--- PROBLÈME À RÉSOUDRE ---
D'après l'extrait ci-dessous sur la classification de Fitzpatrick, quels acteurs se basent sur cet outil en médecine ? Donnez-les tous.

--- EXTRAIT DE PAGE ---
☆ ☆ ☆

De la médecine à la tech
Comment est-ce que cette classification, pensée à la base seulement comme un outil médical, s’est-elle retrouvée dans le domaine de la tech ? Selon Reuters, c’est une étude réalisée en 2018 par le MIT qui a popularisé son utilisation dans la tech. Paradoxalement, l’étude démontrait l’existence de biais racistes dans la façon dont certaines intelligences artificielles étaient entraînées en se servant de la classification de Fitzpatrick. A noter que les résultats de l’étude — qui indiquaient que les lots de photos utilisées pour l’apprentissage des IA représentaient trop souvent des hommes blancs — restent cependant toujours valides.
Une fois cette classification popularisée par le MIT, elle a servi de base pour évaluer les performances de beaucoup d’intelligences artificielles. Mais au mois d’avril 2021, Facebook a remis en question sa pertinence. Lors d’une étude sur les deepfakes, les équipes de Facebook se sont rendu compte que la classification n’était « pas assez nuancée pour permettre de rendre compte de la diversité des peaux mates et noires, parce qu’elle est biaisée en faveur des peaux claires ». Et, en effet, sur les six phototypes de peau décrites par Fitzpatrick, quatre concernent les peaux blanches à claires.
La décision de Google de développer de nouveaux outils, « avec des scientifiques, des experts médicaux et des représentants des communautés de personnes de couleur », est donc une nouvelle très importante pour les chercheuses et chercheurs. Elle pourrait notamment permettre de remédier aux problèmes de biais racistes.
Toujours populaire en médecine
Cette classification de Fitzpatrick est cependant encore aujourd’hui très utilisée en médecine, notamment pour la mise au point de crèmes solaires et pour les thérapies au laser. Elle est l’un des outils sur lequel se basent l’Institut National du Cancer, les principaux journaux de recherches, ou encore le gouvernement australien.
Cette méthode de classification des couleurs de peau est cependant de plus en plus critiquée au sein du milieu médical. Laissant peu de place à la nuance, la classification de Fitzpatrick ne permet pas toujours de faire des diagnostiques précis, laissant par exemple penser, à tort, que les peaux de type 5 ou 6 ne risquent pas de prendre de coups de soleil.
Google abandonne aussi la Shirley Card
La classification de Fitzpatrick n’est pas le seul outil que Google a décidé d’abandonner pour éviter les biais racistes. Au mois de mai, le géant faisait part de son intention de ne plus utiliser la Shirley Card pour le calibrage des appareils photo intégrés aux smartphones.
La Shirley Card est un outil développé dans les années 1950 par Kodak afin de calibrer les appareils photos. Seulement, les premières photos étalons étaient toutes celles de femmes blanches aux cheveux raides, ce qui ne permettait pas aux appareils photo de bien représenter les personnes aux peaux plus foncées avec parfois des types de cheveux plus bouclés ou crépus.
Son abandon, au profil d’une « Shirley Card 2.0 », doit apporter des améliorations du côté de la balance des blancs ou de l’exposition et, in fine, aider à représenter avec plus de justesse une partie de la population trop longtemps ignorée.

☆ ☆ ☆

--- LES DONNÉES ---

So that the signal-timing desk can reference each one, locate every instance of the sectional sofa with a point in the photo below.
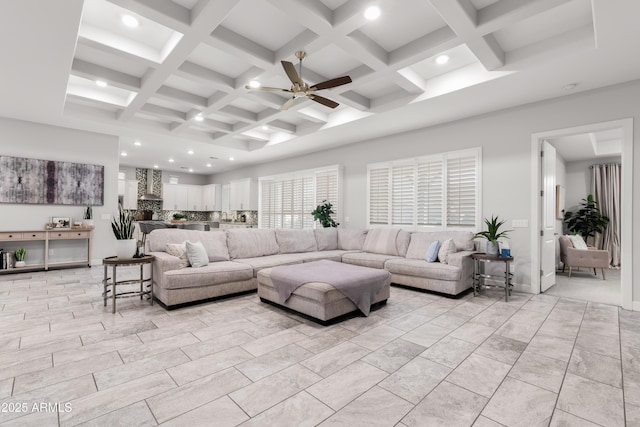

☆ ☆ ☆

--- SOLUTION RÉDIGÉE ---
- L'Institut National du Cancer
- Les principaux journaux de recherches
- Le gouvernement australien